[Start of section]

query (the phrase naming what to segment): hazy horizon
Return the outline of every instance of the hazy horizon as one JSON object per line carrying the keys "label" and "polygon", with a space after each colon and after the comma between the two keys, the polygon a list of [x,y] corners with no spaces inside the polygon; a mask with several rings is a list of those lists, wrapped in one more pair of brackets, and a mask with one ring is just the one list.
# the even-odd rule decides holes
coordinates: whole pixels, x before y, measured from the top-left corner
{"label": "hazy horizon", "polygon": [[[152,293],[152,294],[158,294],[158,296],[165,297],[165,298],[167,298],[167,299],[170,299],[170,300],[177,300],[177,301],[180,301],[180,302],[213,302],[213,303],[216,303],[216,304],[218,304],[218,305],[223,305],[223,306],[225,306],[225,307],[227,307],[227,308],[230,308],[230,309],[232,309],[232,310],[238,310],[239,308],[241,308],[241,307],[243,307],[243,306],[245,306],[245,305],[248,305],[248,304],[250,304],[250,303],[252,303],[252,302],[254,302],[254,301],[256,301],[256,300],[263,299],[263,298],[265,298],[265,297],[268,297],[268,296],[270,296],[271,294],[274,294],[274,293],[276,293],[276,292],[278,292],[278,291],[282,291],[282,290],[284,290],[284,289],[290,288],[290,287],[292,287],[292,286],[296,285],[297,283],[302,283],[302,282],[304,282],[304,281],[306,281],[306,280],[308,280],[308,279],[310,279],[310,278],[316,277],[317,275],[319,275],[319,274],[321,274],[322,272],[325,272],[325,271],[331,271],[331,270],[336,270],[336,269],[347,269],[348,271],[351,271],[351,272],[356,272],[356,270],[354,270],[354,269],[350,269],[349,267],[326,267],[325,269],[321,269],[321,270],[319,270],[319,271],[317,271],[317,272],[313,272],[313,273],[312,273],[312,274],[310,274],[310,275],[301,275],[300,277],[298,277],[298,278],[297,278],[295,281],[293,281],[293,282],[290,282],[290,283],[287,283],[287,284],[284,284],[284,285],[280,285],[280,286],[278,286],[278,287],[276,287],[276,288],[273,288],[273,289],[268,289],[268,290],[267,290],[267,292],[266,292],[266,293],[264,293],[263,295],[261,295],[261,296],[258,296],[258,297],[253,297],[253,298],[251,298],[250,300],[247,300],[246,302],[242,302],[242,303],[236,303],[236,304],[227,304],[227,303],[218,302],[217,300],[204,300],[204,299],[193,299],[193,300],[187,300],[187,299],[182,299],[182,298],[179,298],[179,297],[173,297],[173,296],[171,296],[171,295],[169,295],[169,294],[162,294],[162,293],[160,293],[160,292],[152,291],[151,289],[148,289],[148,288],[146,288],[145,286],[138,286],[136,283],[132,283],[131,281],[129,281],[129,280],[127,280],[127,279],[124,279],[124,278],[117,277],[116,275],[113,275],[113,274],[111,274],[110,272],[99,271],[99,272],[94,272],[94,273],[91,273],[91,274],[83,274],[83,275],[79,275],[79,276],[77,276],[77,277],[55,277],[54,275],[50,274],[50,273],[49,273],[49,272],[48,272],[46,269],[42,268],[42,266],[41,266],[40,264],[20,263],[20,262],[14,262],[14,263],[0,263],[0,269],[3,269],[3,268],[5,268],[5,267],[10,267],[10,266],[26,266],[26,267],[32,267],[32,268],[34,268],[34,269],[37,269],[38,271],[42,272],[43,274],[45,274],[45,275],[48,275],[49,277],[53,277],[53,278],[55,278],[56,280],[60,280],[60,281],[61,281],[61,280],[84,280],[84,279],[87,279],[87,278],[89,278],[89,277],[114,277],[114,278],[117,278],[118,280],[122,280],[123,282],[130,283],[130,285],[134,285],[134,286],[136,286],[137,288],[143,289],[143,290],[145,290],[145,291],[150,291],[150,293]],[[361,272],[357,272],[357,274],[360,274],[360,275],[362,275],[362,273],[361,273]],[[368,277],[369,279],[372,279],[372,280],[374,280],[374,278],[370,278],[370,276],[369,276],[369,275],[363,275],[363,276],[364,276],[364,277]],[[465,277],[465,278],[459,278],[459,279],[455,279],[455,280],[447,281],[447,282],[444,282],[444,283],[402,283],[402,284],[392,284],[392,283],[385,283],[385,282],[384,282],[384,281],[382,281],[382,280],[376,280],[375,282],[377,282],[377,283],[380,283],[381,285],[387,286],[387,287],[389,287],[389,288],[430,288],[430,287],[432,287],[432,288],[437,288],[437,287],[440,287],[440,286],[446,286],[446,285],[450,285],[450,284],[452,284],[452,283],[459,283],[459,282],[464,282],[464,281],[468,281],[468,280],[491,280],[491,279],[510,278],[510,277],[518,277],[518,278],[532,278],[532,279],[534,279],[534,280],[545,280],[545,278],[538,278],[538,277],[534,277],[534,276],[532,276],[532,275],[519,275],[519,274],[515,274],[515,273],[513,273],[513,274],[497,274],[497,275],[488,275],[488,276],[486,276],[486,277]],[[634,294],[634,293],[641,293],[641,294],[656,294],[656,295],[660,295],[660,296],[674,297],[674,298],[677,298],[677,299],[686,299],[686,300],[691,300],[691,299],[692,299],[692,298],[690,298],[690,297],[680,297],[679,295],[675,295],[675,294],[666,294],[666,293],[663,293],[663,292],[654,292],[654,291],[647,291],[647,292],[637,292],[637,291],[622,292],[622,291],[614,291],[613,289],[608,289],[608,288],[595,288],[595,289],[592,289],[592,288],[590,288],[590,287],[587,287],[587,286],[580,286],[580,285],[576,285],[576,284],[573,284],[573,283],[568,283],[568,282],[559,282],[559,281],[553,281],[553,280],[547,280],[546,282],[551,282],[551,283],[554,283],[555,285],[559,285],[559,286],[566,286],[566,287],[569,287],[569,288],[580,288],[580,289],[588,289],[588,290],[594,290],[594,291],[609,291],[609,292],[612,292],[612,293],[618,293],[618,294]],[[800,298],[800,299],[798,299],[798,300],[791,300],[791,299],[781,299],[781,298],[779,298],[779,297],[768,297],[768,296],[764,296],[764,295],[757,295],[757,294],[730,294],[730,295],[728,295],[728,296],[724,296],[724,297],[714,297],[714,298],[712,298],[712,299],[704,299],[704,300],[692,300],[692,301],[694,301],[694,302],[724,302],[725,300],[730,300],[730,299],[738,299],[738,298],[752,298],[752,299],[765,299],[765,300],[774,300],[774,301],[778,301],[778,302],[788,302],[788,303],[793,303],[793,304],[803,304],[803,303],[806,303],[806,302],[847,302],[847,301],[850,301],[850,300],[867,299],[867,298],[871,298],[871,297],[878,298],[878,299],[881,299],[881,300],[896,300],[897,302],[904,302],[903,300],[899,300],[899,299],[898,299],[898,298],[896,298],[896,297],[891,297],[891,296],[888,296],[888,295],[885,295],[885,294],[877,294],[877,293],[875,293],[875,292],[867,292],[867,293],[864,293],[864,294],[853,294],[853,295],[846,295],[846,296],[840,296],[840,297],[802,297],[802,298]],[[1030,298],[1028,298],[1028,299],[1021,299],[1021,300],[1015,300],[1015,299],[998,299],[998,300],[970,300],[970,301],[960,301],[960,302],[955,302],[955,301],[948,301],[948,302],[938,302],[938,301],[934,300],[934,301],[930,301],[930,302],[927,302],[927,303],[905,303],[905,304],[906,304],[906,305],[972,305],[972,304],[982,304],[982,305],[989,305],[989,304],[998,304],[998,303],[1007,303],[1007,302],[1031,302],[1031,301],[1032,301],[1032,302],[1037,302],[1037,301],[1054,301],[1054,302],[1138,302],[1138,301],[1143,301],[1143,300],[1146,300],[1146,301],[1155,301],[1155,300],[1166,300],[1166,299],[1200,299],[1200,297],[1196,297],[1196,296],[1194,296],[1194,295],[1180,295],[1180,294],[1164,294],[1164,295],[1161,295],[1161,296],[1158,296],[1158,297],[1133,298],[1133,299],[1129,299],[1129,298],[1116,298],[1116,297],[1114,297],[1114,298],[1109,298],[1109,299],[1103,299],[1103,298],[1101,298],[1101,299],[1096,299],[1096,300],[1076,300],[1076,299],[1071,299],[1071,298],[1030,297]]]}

[End of section]

▸ **TASK REQUIREMENTS**:
The reply should hold only the lines from the beginning of the listing above through the line with "# the even-odd rule decides holes", each one written exactly as it appears.

▸ **WRITTEN REPLY**:
query (the phrase naming what to segment): hazy horizon
Return the outline of every instance of the hazy horizon as one JSON object per line carrying the keys "label" and "polygon", with a space after each colon and after the comma between the two keys, the polygon a list of [x,y] corners with no spaces inside the polygon; a mask with several rings is a list of those lists, wrapped in one more pair of brackets, and a mask with one ring is just the one list.
# the even-odd rule decides holes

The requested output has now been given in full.